--- MATERIAL FOR THIS EXERCISE ---

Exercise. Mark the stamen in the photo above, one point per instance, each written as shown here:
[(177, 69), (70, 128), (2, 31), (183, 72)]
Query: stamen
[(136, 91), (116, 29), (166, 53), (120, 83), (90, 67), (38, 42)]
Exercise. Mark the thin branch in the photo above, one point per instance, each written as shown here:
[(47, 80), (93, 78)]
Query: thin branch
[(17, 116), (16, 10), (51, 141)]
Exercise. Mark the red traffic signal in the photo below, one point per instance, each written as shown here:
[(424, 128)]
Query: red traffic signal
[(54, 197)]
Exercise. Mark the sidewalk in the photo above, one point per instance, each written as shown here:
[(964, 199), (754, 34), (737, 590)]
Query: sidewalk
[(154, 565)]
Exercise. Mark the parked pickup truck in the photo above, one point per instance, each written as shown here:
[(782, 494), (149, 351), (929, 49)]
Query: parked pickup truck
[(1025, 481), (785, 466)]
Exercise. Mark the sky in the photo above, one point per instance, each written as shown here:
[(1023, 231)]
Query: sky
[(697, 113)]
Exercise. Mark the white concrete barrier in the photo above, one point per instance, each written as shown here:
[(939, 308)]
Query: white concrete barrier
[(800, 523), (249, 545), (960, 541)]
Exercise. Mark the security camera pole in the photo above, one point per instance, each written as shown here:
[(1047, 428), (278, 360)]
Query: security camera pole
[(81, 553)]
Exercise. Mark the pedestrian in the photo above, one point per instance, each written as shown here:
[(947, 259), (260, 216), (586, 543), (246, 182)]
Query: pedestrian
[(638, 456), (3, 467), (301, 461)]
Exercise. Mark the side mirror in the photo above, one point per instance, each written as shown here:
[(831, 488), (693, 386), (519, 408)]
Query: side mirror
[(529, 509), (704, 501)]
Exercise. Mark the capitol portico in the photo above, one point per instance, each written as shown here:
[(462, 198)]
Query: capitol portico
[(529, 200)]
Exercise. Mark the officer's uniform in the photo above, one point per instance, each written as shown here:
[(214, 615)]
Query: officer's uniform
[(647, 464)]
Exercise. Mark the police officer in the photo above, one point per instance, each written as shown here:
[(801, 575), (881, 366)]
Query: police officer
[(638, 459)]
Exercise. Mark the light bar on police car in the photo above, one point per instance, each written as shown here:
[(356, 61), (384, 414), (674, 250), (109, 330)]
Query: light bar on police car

---

◆ DIRECTIONS FOR THIS TASK:
Update the material above by swapping every occurrence of "one point per instance" for "one point per item", leaving the rest untouched.

◆ SOLUTION TO THIS PROBLEM:
Exercise. Mark the stamen in the photo above, one point per item, each written as shown here:
[(177, 69), (70, 128), (2, 31), (183, 72)]
Query: stamen
[(136, 91), (116, 29), (166, 53), (120, 83), (90, 67), (38, 42)]
Exercise. Mark the thin branch in the photo above, one point per item, each written as shown here:
[(47, 80), (93, 78)]
Query: thin branch
[(17, 116), (16, 10), (51, 141)]
Exercise. Mark the red traffic signal in the photo below, one point per item, each written as shown here:
[(424, 128)]
Query: red traffic signal
[(54, 197)]
Exercise. Mark the sidewalk in the photo above, one point per item, each written as shown here:
[(964, 199), (754, 34), (737, 590)]
Query: sidewalk
[(154, 565)]
Exercise. Mark the parked pickup truck in the photo above, one point per item, each written as shown here:
[(782, 494), (149, 351), (929, 49)]
Query: parked pickup truck
[(1025, 481), (785, 466)]
Exercise. Mark the sky in the photo above, one point per item, each written as shown here:
[(1023, 231)]
Query: sky
[(697, 113)]
Exercise. Mark the white concrete barrier in the photo above, one point per item, each written as shown here:
[(939, 308)]
Query: white concrete barrier
[(800, 523), (249, 545), (960, 541)]
Exercise. Mark the security camera pole in the photo above, one point per item, each written as shown here:
[(1047, 428), (278, 360)]
Query: security camera pole
[(81, 553)]
Exercise. Mark the pedestrian in the photo above, one point per item, each written as shown here:
[(947, 259), (260, 216), (586, 543), (246, 182)]
Query: pedestrian
[(638, 456), (3, 467), (301, 461)]
Exercise. Mark the side mirror in the photo above, one point per item, each written as shown here:
[(831, 488), (693, 386), (519, 408)]
Query: side mirror
[(529, 509), (704, 501)]
Exercise. Mark the capitol portico in the photo above, one point per item, each written as shown here:
[(462, 198)]
Query: capitol portico
[(529, 200)]
Exercise. Mark the officer's uniform in the photo above, one point per item, each written as shown here:
[(214, 615)]
Query: officer's uniform
[(647, 464)]
Exercise. Mark the police officer in the photo above, one point per item, each written as shown here:
[(801, 575), (881, 366)]
Query: police officer
[(638, 459)]
Exercise. Mark the light bar on police car in the photo above, one point per item, each written as shown here:
[(356, 61), (384, 414), (674, 250), (109, 330)]
Query: light bar on police car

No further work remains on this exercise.